--- TEXTO PROPORCIONADO ---

Un equipo de voluntarios del Servizio Glaciologico Lombardo de Italia y de la Unidad Académica de Peñas de Bolivia estudió este nevado de la cordillera Real

Por Marco Fernández Ríos

/ 12 de mayo de 2024 / 06:41

Las balizas clavadas en las faldas del Chachacomani demuestran algo preocupante: en cuatro años, el cerro ha perdido 17 metros de espesor de nieve, lo que equivale a 36 millones de metros cúbicos de agua que ya no regarán los campos del departamento de La Paz.

En el viaje hacia el lago Titicaca es inevitable no admirar la larga hilera de montañas de la cordillera Real, entre el imponente Illampu-Ancohuma en Sorata, el Condoriri de las alas extendidas y el casi inexpugnable lado norte del Huayna Potosí alteño. Ahí, en esa mezcla de ponchos blancos, se encuentra el Chachacomani, un cerro escondido que, de a poco, está siendo conocido principalmente para practicar montañismo.

El reto de ascender esta montaña de Los Andes fue lo que atrajo al país al italiano Alessandro Gallucio, glaciólogo aficionado, integrante del Servizio Glaciologico Lombardo, una organización de voluntariado que se dedica a la investigación y al seguimiento del entorno glaciar de Los Alpes. Al quedar encantado con este nevado de 6.074 metros sobre el nivel del mar (msnm), a Gallucio le surgió la idea de iniciar un estudio sobre los niveles de hielo en este achachila oculto.

¿Por qué es importante hacer esta medición? Davide Vitale —un belga que eligió Bolivia como su lugar de residencia hace varios años y ahora es instructor de la Unidad Académica de Peñas, en la provincia Los Andes— explica: “Si queremos evaluar los recursos hídricos del glaciar, no son tan importantes los metros lineales o las superficies. El dato más importante, para el consumo humano, es el balance de masa equivalente a  agua, es decir el espesor perdido en la zona baja más el espesor ganado en las zonas altas, donde se acumula la nieve, multiplicado por la densidad zona por zona”. Es decir, lo que más interesa es calcular cuál es la cantidad de agua que pierde este cerro de manera definitiva.

De acuerdo con un estudio de Álvaro Soruco y otros especialistas del Instituto de Investigaciones Geológicas y del Medio Ambiente de la UMSA, los glaciares de la cordillera Real aportan con el 15% del agua que se consume en las ciudades de La Paz y El Alto, mientras que en época seca aumenta al 27%. Por esa razón, el estudio en Chachacomani es importante, ya que el hielo derretido se transforma en agua que da vida a parte de la población de la zona lacustre.

--- SECCIÓN DE DATOS ---

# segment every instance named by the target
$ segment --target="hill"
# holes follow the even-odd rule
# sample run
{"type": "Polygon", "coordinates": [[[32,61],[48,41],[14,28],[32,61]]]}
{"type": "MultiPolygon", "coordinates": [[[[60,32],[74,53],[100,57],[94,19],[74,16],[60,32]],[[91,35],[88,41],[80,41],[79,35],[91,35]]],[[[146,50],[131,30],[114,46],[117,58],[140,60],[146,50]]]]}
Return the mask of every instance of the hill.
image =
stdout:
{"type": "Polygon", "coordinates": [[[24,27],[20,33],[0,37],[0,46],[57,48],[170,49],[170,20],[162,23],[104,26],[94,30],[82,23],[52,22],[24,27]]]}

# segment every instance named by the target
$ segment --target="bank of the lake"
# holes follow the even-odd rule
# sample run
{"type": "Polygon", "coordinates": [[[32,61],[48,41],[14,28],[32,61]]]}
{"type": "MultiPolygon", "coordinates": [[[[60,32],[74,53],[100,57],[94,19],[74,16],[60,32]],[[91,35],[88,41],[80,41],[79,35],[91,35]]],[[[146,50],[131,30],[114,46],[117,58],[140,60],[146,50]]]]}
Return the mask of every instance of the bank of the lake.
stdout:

---
--- SECCIÓN DE DATOS ---

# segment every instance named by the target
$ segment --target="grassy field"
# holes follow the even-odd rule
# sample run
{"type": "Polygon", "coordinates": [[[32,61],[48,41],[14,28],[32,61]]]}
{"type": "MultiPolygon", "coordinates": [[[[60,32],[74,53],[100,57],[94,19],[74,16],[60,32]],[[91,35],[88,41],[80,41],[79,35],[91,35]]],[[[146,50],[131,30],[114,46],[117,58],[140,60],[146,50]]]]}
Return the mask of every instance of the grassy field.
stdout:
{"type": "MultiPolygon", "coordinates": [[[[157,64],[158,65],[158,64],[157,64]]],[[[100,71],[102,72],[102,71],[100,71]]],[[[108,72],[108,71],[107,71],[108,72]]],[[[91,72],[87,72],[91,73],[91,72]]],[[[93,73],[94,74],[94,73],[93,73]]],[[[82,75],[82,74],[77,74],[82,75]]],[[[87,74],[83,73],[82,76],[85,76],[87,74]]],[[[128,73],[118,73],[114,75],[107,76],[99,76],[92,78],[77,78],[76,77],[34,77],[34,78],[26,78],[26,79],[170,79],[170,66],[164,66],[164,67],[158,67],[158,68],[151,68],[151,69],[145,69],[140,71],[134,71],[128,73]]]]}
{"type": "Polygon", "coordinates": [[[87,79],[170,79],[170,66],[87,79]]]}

---

→ QUÉ HACER: ¿Cómo seguiría el artículo sobre la pérdida de hielo del nevado Chachacomani? Retómalo a partir de su última oración.

→ RESULTADO:
Sin apoyo privado ni estatal, Gallucio buscó respaldo en su país para adquirir los equipos científicos y reclutar a más personas con el fin de hacer realidad el proyecto que había iniciado cuatro años antes. Como resultado, en 2018, llegaron 15 voluntarios del país europeo.

Durante ocho gestiones, el equipo —auspiciado por el Servizio Glaciologico Lombardo, la Unidad Académica de Peñas, la parroquia también de Peñas, además del Consulado de Bolivia en Milán, con la agilización de la importación de algunos equipos de medición — llevó a cabo un trabajo arduo de medición.

En el tiempo de investigación, tanto italianos como bolivianos tenían el mismo ritual con la montaña: caminatas extenuantes de dos a tres días para subir a las faldas del cerro, oxígeno insuficiente, bajas temperaturas, sueños entrecortados y botas de goma necesarias pero incómodas. En contrapartida tenían el acompañamiento de vizcachas curiosas, algunos tímidos venados, zorros astutos y un panorama que muy pocos han podido conocer.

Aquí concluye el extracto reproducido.